What follows are records. Restate all of them word for word.

[SOURCE DATA Boundary: Start]

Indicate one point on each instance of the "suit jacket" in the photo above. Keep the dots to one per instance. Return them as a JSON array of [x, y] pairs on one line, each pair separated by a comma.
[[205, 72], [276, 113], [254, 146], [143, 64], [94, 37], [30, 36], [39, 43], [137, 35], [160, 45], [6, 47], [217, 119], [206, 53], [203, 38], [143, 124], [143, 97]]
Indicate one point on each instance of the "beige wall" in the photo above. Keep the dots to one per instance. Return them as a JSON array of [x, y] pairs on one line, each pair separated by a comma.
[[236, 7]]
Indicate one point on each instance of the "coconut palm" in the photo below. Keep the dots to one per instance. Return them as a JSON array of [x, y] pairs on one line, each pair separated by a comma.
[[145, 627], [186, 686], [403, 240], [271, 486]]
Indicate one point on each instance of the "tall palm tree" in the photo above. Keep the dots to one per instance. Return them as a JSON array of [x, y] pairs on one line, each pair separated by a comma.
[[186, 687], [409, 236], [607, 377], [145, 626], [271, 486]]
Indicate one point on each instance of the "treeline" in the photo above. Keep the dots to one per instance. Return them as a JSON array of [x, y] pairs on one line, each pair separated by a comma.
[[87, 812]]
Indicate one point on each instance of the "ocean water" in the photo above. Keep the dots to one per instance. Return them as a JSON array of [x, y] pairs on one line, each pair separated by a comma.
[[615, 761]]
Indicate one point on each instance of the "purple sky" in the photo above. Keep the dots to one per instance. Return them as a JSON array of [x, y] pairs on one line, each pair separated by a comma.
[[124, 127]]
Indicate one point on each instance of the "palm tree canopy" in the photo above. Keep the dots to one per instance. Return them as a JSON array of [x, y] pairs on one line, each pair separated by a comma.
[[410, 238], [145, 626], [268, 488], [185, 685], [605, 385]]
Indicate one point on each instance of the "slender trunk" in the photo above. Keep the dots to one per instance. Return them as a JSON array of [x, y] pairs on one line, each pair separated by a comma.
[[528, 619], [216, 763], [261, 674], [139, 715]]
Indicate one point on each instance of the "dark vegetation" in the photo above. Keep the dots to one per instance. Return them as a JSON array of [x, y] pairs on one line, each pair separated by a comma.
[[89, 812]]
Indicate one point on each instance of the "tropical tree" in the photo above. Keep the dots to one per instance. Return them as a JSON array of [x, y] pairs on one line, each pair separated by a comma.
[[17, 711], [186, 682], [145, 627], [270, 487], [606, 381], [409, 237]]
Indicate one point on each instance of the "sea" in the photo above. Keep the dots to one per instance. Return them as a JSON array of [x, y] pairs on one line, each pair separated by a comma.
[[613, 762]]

[SOURCE DATA Boundary: End]

§ REPLY TO THE EXERCISE:
Indicate one point on each instance of the "suit jacket" in the photo above. Keep the dots to one per instance. Return them as a JSON array of [x, y] pairs on one line, each pair separated by a comma.
[[205, 72], [276, 113], [254, 146], [143, 64], [94, 37], [30, 36], [39, 43], [137, 35], [160, 45], [6, 47], [217, 119], [206, 53], [203, 38], [143, 124], [143, 97]]
Indicate one point on each instance of the "beige wall" in the photo above. Keep the dots to one per instance. Return them as a JSON array of [x, y] pairs on one line, each pair separated by a comma.
[[236, 7]]
Indicate one point on each instance of the "coconut palm" in the photo below. Keep the dots to one per instance. Return them as a JSON array of [x, y] pairs on one line, each pair separated by a comma.
[[145, 627], [186, 686], [403, 240], [271, 486]]
Indicate one point on each instance of the "tall palm tree" in the photo above. Keep the dots to one per instance. Return them as a JSON array of [x, y] pairs on one line, each pair separated by a comma.
[[186, 687], [409, 236], [607, 377], [145, 626], [271, 486]]
Indicate one point on each instance of the "treeline" in the photo above. Keep the dots to one per instance. Return them as a JSON array of [x, y] pairs on one line, each pair separated by a comma.
[[87, 812]]
Indicate one point on each instance of the "ocean water" in the photo above. Keep the dots to one per instance. Return them as a JSON array of [x, y] pairs on one line, each pair separated by a comma.
[[615, 761]]
Indicate one point on each instance of the "purple sky" in the photo above. Keep the dots to one per instance. Return them as a JSON array of [x, y] pairs on one line, each pair separated by a comma.
[[124, 127]]
Indicate one point on each instance of the "palm tree canopy" in the photo above. Keep the dots to one per instance. Return them as a JSON array of [x, y] pairs on one line, each pair separated by a comma.
[[410, 238], [145, 626], [268, 488], [185, 685], [605, 385]]
Indicate one point on each instance of the "slender trunk" in the photo above. Keep the dots to one per instance. Return them as a JSON array of [x, y] pairs on one line, each pair separated by a comma.
[[528, 619], [216, 763], [261, 674], [139, 715]]
Indicate one point on each instance of the "dark vegetation" in the photo above. Keep the dots to one per instance. Return them as a JSON array of [x, y] pairs on one line, each pair separated by a comma.
[[89, 812]]
Indicate one point on each instance of the "tropical tree" in the photo above. Keep the dots to one per instance. Return them as a JSON array of [x, y] pairs on one line, each pair separated by a comma.
[[17, 711], [186, 682], [145, 627], [270, 487], [606, 381], [409, 237]]
Indicate one point on each instance of the "sea" in the photo above. Keep the dots to one per instance. Return them as a JSON array of [x, y] pairs on one line, each pair separated by a comma.
[[613, 762]]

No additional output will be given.